__PROBLEM TO WORK ON__. Begin the copy at the line containing "trunk in the photo above." in the data below and end it at the line containing "in water in the photo above.", keeping each line exact and leaving out pictures.
* * *
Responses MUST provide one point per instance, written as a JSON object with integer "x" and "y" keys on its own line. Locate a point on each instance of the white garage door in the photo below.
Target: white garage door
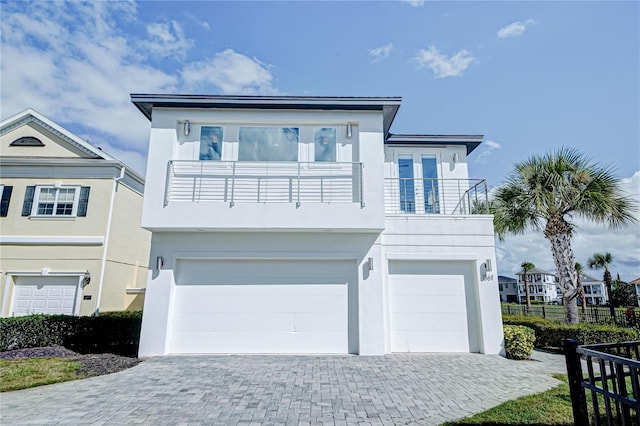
{"x": 432, "y": 307}
{"x": 44, "y": 295}
{"x": 263, "y": 306}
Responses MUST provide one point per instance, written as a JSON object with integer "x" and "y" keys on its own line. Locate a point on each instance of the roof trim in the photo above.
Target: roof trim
{"x": 388, "y": 105}
{"x": 471, "y": 142}
{"x": 30, "y": 115}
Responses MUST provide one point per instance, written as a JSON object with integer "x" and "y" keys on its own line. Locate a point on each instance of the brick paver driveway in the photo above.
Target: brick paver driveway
{"x": 391, "y": 390}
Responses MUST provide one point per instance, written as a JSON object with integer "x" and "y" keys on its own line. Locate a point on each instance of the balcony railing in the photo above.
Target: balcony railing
{"x": 436, "y": 196}
{"x": 264, "y": 182}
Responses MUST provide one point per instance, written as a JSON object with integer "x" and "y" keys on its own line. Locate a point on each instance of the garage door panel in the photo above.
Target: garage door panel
{"x": 261, "y": 307}
{"x": 429, "y": 304}
{"x": 432, "y": 307}
{"x": 44, "y": 294}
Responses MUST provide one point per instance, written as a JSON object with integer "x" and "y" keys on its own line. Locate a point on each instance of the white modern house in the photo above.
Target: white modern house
{"x": 542, "y": 286}
{"x": 302, "y": 225}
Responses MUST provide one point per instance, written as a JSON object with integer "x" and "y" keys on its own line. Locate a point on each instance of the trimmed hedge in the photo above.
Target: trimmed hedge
{"x": 518, "y": 341}
{"x": 111, "y": 332}
{"x": 552, "y": 334}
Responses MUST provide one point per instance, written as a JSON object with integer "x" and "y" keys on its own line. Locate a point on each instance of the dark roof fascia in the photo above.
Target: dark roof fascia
{"x": 388, "y": 105}
{"x": 471, "y": 142}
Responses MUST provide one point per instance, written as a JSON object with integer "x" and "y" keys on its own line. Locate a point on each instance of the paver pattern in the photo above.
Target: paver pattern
{"x": 424, "y": 389}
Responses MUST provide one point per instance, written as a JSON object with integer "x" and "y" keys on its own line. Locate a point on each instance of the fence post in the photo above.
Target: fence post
{"x": 574, "y": 371}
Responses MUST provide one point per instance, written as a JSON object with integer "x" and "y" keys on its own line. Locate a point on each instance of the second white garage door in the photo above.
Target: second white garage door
{"x": 44, "y": 295}
{"x": 264, "y": 306}
{"x": 432, "y": 307}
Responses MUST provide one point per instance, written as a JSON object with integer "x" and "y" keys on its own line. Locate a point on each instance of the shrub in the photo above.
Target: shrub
{"x": 112, "y": 332}
{"x": 518, "y": 341}
{"x": 552, "y": 334}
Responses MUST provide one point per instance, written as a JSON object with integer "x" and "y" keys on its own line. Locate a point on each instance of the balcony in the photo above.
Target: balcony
{"x": 263, "y": 182}
{"x": 436, "y": 196}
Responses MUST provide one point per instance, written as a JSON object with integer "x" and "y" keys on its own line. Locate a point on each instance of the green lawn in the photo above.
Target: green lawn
{"x": 30, "y": 372}
{"x": 552, "y": 407}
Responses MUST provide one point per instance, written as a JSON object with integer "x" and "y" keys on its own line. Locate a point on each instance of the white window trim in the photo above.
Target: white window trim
{"x": 36, "y": 198}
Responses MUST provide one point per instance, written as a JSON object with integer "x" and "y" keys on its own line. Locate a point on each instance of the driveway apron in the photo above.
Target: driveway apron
{"x": 397, "y": 389}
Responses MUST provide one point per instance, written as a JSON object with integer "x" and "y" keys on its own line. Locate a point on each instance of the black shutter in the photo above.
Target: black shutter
{"x": 4, "y": 202}
{"x": 84, "y": 201}
{"x": 28, "y": 200}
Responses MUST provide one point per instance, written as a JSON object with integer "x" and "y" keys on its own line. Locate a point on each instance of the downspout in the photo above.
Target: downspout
{"x": 106, "y": 240}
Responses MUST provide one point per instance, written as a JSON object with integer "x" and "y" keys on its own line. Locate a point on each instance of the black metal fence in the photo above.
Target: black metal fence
{"x": 624, "y": 318}
{"x": 612, "y": 382}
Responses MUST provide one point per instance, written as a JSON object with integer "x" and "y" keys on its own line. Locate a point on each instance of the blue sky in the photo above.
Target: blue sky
{"x": 530, "y": 76}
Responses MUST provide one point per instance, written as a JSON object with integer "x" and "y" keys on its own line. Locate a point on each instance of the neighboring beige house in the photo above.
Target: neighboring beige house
{"x": 70, "y": 235}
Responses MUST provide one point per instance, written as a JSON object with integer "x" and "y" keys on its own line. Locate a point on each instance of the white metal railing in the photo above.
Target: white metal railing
{"x": 264, "y": 182}
{"x": 436, "y": 196}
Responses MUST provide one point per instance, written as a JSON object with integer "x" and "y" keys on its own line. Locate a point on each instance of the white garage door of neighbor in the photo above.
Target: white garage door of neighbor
{"x": 264, "y": 306}
{"x": 433, "y": 307}
{"x": 44, "y": 295}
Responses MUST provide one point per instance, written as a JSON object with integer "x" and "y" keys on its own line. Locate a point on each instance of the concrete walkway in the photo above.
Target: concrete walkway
{"x": 424, "y": 389}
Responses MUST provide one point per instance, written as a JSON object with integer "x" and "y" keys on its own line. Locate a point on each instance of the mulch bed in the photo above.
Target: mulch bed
{"x": 90, "y": 364}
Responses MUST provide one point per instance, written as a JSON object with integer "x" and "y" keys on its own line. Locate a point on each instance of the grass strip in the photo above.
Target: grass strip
{"x": 26, "y": 373}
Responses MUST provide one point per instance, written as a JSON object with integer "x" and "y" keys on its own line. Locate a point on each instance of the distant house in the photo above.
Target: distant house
{"x": 71, "y": 239}
{"x": 508, "y": 289}
{"x": 296, "y": 224}
{"x": 542, "y": 286}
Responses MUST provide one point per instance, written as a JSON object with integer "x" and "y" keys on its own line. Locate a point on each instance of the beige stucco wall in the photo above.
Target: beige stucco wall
{"x": 127, "y": 249}
{"x": 54, "y": 145}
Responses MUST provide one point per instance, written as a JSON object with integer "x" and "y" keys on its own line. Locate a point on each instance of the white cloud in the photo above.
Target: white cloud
{"x": 441, "y": 65}
{"x": 489, "y": 147}
{"x": 515, "y": 29}
{"x": 167, "y": 40}
{"x": 588, "y": 238}
{"x": 232, "y": 72}
{"x": 77, "y": 63}
{"x": 379, "y": 53}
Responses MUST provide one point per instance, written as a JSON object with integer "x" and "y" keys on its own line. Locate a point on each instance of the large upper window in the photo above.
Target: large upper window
{"x": 210, "y": 143}
{"x": 324, "y": 140}
{"x": 268, "y": 143}
{"x": 56, "y": 201}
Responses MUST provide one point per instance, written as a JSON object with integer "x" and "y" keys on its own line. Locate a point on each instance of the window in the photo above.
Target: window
{"x": 5, "y": 197}
{"x": 324, "y": 140}
{"x": 268, "y": 143}
{"x": 62, "y": 201}
{"x": 210, "y": 143}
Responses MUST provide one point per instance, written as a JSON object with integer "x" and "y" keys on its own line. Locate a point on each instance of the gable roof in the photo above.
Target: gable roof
{"x": 94, "y": 153}
{"x": 30, "y": 115}
{"x": 388, "y": 105}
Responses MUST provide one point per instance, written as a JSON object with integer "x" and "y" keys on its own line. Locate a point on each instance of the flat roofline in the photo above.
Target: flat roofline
{"x": 471, "y": 142}
{"x": 388, "y": 105}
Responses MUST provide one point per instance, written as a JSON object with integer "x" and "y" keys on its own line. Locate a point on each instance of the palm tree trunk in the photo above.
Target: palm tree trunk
{"x": 567, "y": 275}
{"x": 607, "y": 282}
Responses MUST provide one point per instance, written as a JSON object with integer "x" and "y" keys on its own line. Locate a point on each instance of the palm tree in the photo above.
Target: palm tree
{"x": 602, "y": 261}
{"x": 546, "y": 192}
{"x": 583, "y": 299}
{"x": 526, "y": 268}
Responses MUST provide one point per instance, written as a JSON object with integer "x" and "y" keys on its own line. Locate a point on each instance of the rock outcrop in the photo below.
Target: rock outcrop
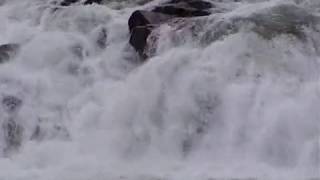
{"x": 188, "y": 18}
{"x": 141, "y": 23}
{"x": 8, "y": 51}
{"x": 69, "y": 2}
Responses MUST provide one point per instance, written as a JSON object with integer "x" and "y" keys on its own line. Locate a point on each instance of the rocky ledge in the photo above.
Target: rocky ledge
{"x": 142, "y": 22}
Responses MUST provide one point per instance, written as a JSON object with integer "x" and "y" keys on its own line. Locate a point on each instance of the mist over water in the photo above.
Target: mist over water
{"x": 241, "y": 105}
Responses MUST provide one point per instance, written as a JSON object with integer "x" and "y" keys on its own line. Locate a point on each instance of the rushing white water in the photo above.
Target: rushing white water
{"x": 239, "y": 107}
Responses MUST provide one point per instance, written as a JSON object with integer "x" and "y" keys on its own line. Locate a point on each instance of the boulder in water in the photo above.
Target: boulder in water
{"x": 69, "y": 2}
{"x": 7, "y": 51}
{"x": 141, "y": 23}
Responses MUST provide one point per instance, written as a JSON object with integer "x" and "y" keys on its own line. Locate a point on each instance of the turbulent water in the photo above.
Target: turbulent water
{"x": 238, "y": 106}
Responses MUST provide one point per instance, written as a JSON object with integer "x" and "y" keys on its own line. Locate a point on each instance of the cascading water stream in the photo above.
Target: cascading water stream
{"x": 229, "y": 101}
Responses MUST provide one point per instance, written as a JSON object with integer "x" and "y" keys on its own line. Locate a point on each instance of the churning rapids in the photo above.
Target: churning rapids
{"x": 234, "y": 96}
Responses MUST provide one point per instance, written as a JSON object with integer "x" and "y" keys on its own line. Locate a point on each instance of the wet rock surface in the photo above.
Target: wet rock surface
{"x": 69, "y": 2}
{"x": 8, "y": 51}
{"x": 190, "y": 17}
{"x": 141, "y": 23}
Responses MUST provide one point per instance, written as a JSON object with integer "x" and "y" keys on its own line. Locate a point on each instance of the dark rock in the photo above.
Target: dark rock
{"x": 141, "y": 23}
{"x": 11, "y": 103}
{"x": 138, "y": 39}
{"x": 180, "y": 11}
{"x": 69, "y": 2}
{"x": 7, "y": 51}
{"x": 13, "y": 133}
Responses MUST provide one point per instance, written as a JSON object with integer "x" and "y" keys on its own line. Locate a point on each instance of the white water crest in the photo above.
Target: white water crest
{"x": 240, "y": 106}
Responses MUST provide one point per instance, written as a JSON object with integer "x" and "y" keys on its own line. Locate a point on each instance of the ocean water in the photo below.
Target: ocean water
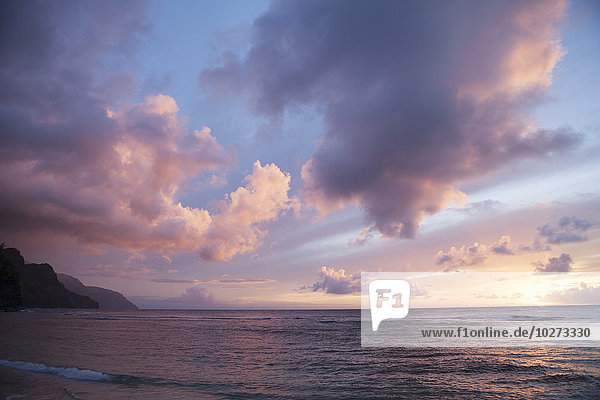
{"x": 268, "y": 354}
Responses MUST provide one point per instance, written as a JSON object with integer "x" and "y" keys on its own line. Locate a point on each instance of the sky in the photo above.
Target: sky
{"x": 254, "y": 154}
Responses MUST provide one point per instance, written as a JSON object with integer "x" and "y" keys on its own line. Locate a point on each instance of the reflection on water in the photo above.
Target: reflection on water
{"x": 269, "y": 354}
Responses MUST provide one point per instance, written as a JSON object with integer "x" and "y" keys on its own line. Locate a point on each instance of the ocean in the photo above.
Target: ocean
{"x": 160, "y": 354}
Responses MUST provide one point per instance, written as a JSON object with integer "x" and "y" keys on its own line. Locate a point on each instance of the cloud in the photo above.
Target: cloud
{"x": 584, "y": 294}
{"x": 363, "y": 237}
{"x": 217, "y": 282}
{"x": 78, "y": 158}
{"x": 502, "y": 246}
{"x": 561, "y": 263}
{"x": 416, "y": 289}
{"x": 566, "y": 230}
{"x": 429, "y": 96}
{"x": 195, "y": 295}
{"x": 474, "y": 254}
{"x": 336, "y": 282}
{"x": 239, "y": 227}
{"x": 484, "y": 207}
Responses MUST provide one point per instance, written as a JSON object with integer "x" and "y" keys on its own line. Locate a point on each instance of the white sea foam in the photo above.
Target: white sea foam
{"x": 65, "y": 372}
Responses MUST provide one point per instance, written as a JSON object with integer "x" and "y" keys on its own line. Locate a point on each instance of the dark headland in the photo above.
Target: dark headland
{"x": 38, "y": 286}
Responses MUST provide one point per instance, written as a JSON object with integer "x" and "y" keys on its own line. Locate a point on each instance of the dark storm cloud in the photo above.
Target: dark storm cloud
{"x": 417, "y": 96}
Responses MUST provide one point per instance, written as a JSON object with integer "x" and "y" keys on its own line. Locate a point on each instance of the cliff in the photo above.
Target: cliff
{"x": 107, "y": 299}
{"x": 34, "y": 285}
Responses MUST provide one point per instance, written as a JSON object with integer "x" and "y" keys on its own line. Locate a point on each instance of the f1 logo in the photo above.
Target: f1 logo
{"x": 388, "y": 298}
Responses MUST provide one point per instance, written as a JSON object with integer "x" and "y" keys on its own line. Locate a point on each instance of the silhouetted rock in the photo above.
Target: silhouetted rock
{"x": 38, "y": 286}
{"x": 107, "y": 299}
{"x": 10, "y": 287}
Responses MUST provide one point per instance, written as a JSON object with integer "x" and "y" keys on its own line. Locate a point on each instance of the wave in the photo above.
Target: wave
{"x": 64, "y": 372}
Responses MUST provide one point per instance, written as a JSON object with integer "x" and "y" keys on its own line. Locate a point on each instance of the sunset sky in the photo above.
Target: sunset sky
{"x": 254, "y": 154}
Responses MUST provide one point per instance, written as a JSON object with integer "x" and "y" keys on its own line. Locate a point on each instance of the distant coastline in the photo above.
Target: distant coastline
{"x": 38, "y": 286}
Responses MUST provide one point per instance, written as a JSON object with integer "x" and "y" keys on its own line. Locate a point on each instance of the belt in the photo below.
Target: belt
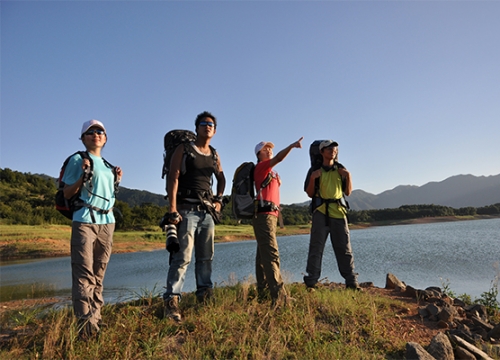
{"x": 191, "y": 207}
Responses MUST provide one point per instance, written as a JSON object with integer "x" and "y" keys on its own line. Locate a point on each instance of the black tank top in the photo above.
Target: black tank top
{"x": 198, "y": 175}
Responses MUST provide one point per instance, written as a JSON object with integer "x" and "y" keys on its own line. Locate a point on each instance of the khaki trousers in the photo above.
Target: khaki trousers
{"x": 267, "y": 260}
{"x": 91, "y": 246}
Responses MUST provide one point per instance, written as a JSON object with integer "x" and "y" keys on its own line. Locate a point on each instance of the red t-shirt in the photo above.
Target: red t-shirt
{"x": 272, "y": 191}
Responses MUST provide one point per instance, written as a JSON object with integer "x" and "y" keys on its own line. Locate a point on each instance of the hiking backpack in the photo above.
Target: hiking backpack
{"x": 243, "y": 191}
{"x": 68, "y": 206}
{"x": 171, "y": 140}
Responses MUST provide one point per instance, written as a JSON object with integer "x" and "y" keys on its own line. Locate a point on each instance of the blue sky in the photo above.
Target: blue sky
{"x": 409, "y": 89}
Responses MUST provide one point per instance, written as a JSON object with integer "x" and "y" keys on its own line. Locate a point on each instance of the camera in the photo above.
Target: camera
{"x": 172, "y": 243}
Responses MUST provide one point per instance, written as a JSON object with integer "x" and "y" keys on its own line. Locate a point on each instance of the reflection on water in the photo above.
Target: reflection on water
{"x": 460, "y": 254}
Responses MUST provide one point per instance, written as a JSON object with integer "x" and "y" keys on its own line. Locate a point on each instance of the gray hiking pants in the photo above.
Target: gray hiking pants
{"x": 91, "y": 246}
{"x": 267, "y": 260}
{"x": 340, "y": 238}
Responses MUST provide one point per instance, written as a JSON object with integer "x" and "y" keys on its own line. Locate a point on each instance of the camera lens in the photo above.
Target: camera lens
{"x": 172, "y": 243}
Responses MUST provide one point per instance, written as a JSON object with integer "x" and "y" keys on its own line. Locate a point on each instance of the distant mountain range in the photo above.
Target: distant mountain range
{"x": 456, "y": 191}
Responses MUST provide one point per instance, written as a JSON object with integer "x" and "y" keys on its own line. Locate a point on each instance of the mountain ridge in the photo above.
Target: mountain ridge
{"x": 456, "y": 191}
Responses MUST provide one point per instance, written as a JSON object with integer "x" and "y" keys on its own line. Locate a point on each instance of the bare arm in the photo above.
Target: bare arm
{"x": 283, "y": 153}
{"x": 221, "y": 182}
{"x": 347, "y": 176}
{"x": 173, "y": 177}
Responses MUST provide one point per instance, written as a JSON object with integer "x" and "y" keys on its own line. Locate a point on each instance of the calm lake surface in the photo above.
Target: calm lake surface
{"x": 463, "y": 255}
* * *
__RESULT__.
Responses MUST provide one point per instance, written as a JSON object with integer "x" and "y" keys on its own line. Locate a point on each instance of the palm tree trunk in the photo above.
Target: palm tree trunk
{"x": 567, "y": 275}
{"x": 607, "y": 282}
Responses MUST provide one point per instance, written as a JSON object with integer "x" and "y" keys on its own line. Locate a point on each instance of the palm tree in the photo above.
Target: palm tree
{"x": 602, "y": 261}
{"x": 546, "y": 192}
{"x": 583, "y": 299}
{"x": 526, "y": 268}
Responses MUST provide one point per instance, written as a JSON object with integer "x" and "y" keys on its own line. Locate a point on each instance of the rock outcrop in the photo below.
Target: rock outcrop
{"x": 188, "y": 18}
{"x": 141, "y": 23}
{"x": 8, "y": 51}
{"x": 69, "y": 2}
Responses MUST provide one point per instance, written as a JSON object with integer "x" and "y" keys on its own line. Locate a point on each instance of the rocky ledge in the photo above.
Target: rocky ledge
{"x": 142, "y": 22}
Responses MUST provide one point per instance, written as a JSON object with integer "x" and "y" keys on its own line. Locate a point on each instance of the mist over water in the photo above.
Target: mist over water
{"x": 241, "y": 105}
Responses MUST provide one point per instance, written as a JSON object with integer "x" and "y" keys on its own line. Locate a point on each instance of the rushing white water in the photo above.
Target: rushing white water
{"x": 239, "y": 107}
Responses MUST provide one point per instance, written as a JSON object with integer "x" and "y" keys on its own line. Locate a point on each instance of the boulder in water in the photo above.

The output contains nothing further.